-- EXERCISE INPUTS --

— START —

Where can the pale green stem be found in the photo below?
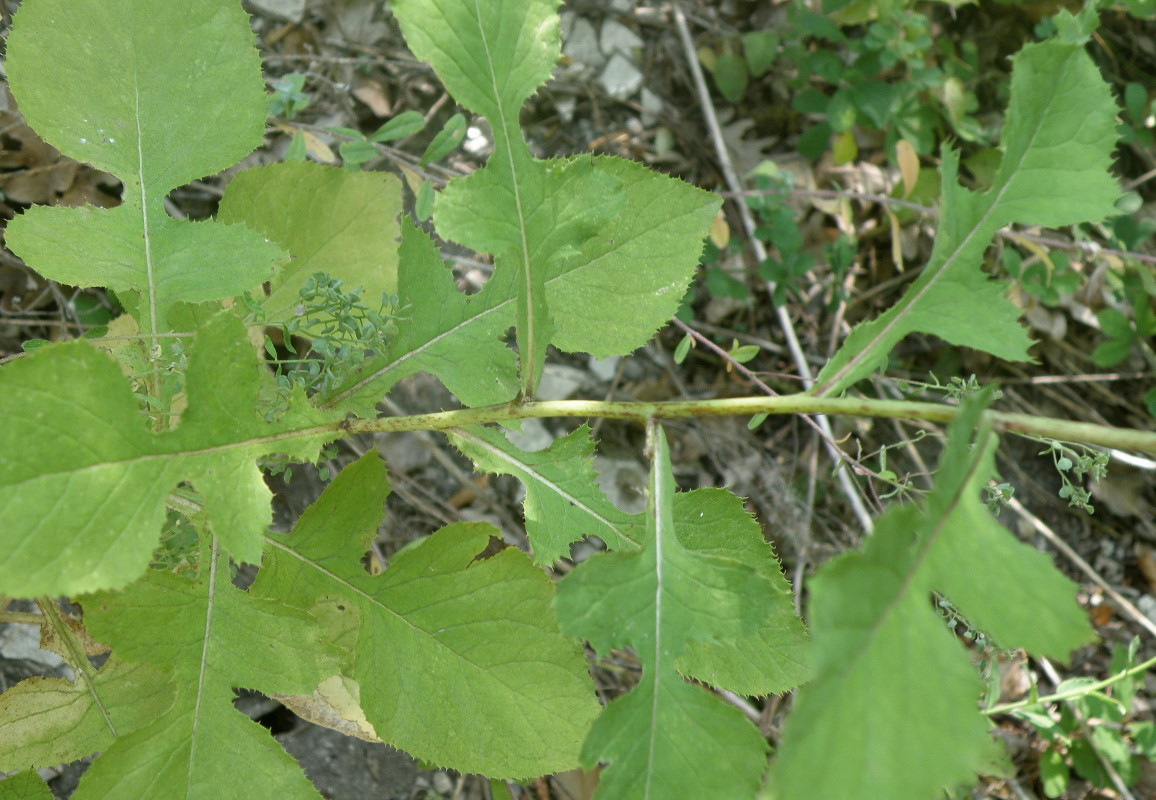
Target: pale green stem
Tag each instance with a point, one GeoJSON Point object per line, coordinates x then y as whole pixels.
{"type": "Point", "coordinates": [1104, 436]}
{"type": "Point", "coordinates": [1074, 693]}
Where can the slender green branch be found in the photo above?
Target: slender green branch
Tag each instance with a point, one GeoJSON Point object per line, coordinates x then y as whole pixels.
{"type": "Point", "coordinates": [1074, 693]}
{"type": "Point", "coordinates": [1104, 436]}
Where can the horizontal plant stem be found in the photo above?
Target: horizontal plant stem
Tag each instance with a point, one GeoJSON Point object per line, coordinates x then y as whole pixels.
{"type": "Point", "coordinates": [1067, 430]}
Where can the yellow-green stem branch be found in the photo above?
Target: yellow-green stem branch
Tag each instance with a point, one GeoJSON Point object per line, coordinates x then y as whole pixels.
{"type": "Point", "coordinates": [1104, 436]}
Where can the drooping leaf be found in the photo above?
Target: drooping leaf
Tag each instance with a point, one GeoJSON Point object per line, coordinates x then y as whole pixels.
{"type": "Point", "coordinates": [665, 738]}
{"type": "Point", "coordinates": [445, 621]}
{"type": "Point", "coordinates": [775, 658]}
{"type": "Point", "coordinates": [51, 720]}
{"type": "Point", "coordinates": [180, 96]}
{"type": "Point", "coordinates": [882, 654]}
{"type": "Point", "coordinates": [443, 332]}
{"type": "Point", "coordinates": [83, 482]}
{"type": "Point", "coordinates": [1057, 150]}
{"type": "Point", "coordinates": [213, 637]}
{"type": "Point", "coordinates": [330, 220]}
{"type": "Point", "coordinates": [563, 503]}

— END —

-- YOUR TASK --
Can you repeat all of the material above verbatim, leaving out the picture?

-- OUTPUT FOR THIS EXERCISE --
Where can the pale green stem be found in the photo below?
Target: pale green stem
Tag each instance with a point, one GeoJSON Point object per line, coordinates x then y as whole pixels.
{"type": "Point", "coordinates": [1104, 436]}
{"type": "Point", "coordinates": [1074, 693]}
Where can the slender green branch be found in the photo above?
Target: slender green branch
Tag each instance with a point, one GeoJSON Point object per line, coordinates x then y as whole pixels.
{"type": "Point", "coordinates": [1074, 693]}
{"type": "Point", "coordinates": [1104, 436]}
Where can the horizontal plant stem be found in the photo above?
Target: horizontal plant stem
Tag each instance with a point, one GeoJSON Point object per line, coordinates x then y as whole pixels.
{"type": "Point", "coordinates": [1067, 430]}
Where can the yellow-green stem branch be found in the photo above?
Target: yellow-green stem branch
Tag each instance with a point, one GeoJSON Point object per line, coordinates x then y as whole pixels.
{"type": "Point", "coordinates": [1104, 436]}
Where can the drooping leaf be found in the photo above?
Target: drooping leaf
Tag each instance with a point, one GeoJSON Point object per line, coordinates x then y as whole pixels.
{"type": "Point", "coordinates": [665, 738]}
{"type": "Point", "coordinates": [445, 621]}
{"type": "Point", "coordinates": [775, 658]}
{"type": "Point", "coordinates": [51, 720]}
{"type": "Point", "coordinates": [180, 96]}
{"type": "Point", "coordinates": [882, 654]}
{"type": "Point", "coordinates": [443, 332]}
{"type": "Point", "coordinates": [83, 482]}
{"type": "Point", "coordinates": [1057, 150]}
{"type": "Point", "coordinates": [213, 637]}
{"type": "Point", "coordinates": [330, 220]}
{"type": "Point", "coordinates": [563, 503]}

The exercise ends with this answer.